**SHORT PROBLEM 1:** In the post about the rhyming dictionary poem competition, what is the maximum length allowed for a poem?
**SHORT PROBLEM 2:** Write the next part of the post about the rhyming dictionary poem competition, picking up after its last line.

**EXCERPT PROVIDED:**
((
Speccie Rhyming Dictionary by 14th November
 
Well blow me down. If we don't come up with a bundle of winners here my name's not Lord Byron. Which it isn't. Did you know Byron used Walker's Rhyming Dictionary and endorsed it?


No. 2773: Rhyme time

You are invited to submit a poem entitled ‘On First Looking into a Rhyming Dictionary’ (16 lines maximum). Please email entries, wherever possible, to lucy@spectator.co.uk by midday on 14 November.

Brian Allgar 11-01-2012 06:45 AM

So many times, I struggled with the verse,
But somehow I could never find the rhymes;
I must admit there is no use pretending -
My lines all lacked a proper rhyming finish.

The words at their conclusion never matched
However hard my wretched head I rubbed,
And quatrain after quatrain fell apart
Because I hadn’t mastered rhyming skill.

But when I found this book, I was transfigured,
And those who read my verse no longer sniggered.
My mastery of rhyme became astounding,
And critics’ praise unstinted and resounding.

I felt like stout Cortez - I mean, Balboa -
Discovering Mexico - or was it Goa?
A realm of gold, this book, no doubt about it -
I don’t know how I ever did without it.
))
**DATA SECTION:**
((
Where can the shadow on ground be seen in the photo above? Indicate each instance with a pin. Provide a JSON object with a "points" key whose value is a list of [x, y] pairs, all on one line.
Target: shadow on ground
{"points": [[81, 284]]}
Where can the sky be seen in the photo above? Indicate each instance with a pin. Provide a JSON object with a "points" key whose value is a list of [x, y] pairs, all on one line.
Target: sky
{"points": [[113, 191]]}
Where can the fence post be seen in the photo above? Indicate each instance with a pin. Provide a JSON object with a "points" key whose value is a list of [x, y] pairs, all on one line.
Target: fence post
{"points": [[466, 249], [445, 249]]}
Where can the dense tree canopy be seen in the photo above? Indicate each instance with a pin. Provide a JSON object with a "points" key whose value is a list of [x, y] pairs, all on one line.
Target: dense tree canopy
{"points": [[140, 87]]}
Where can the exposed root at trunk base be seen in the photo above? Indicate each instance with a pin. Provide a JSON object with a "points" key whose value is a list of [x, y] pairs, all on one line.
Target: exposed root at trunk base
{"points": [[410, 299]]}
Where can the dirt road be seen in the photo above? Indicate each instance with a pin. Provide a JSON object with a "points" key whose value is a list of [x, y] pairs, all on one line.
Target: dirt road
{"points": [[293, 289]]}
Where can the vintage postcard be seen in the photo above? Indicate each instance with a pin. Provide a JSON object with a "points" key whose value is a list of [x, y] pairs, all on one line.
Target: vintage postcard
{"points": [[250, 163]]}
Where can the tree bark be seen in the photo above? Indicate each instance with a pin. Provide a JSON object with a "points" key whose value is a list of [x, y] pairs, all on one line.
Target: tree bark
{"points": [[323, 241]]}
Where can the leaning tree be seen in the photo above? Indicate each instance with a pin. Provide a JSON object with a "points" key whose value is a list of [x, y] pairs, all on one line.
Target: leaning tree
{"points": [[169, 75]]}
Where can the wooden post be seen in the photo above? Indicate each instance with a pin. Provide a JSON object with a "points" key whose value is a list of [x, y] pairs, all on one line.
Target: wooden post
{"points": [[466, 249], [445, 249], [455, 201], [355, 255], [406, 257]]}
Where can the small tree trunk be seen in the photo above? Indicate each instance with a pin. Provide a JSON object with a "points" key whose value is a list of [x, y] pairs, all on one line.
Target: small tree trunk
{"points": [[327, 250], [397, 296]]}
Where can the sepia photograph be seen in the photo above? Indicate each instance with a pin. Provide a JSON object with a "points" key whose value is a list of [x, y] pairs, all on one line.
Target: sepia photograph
))
**EXERCISE OUTPUT 1:** 16 lines

**EXERCISE OUTPUT 2:**
John Whitworth 11-01-2012 07:37 AM

Nice one Brian. It has the sheen of winning about it. Effortless.

Jayne Osborn 11-01-2012 07:54 AM

A quick, clever response, Brian. No less than we'd expect of you, of course! :)

But... as it purposely doesn't rhyme - at least until you wanted it to - why not avoid the inversion of "However hard my wretched head I rubbed", in favour of "However hard I rubbed my wretched head"?
(Though your poem is about the lack of finding suitable rhymes before using the dictionary, that's not the same as lacking general poetic skill.)

Jayne

Brian Allgar 11-01-2012 08:08 AM

Jayne, the point about the first two stanzas is that they could and should rhyme - it's just that the wrong, non-rhyming word has been used.

Here's how they should be:

I struggled with the verse so many times, (word order changed)
But somehow I could never find the rhymes;
I must admit there is no use pretending -
My lines all lacked a proper rhyming ending. (finish)

The words at their conclusion never matched
However hard my wretched head I scratched, (rubbed)
And quatrain after quatrain fell apart
Because I hadn’t mastered rhyming art. (skill)

So the inversion is an unfortunate necessity, otherwise the missing rhyme "scratched" would be in the wrong place. But I've got plenty of time to see if I can find a way to improve it ...

Jayne Osborn 11-01-2012 11:23 AM

Ah, I see what you mean, Brian.

Sorry, I missed the placing of 'scratched' at the end of the line. I thought the off-rhymes were just random, not having paid proper attention. Duh!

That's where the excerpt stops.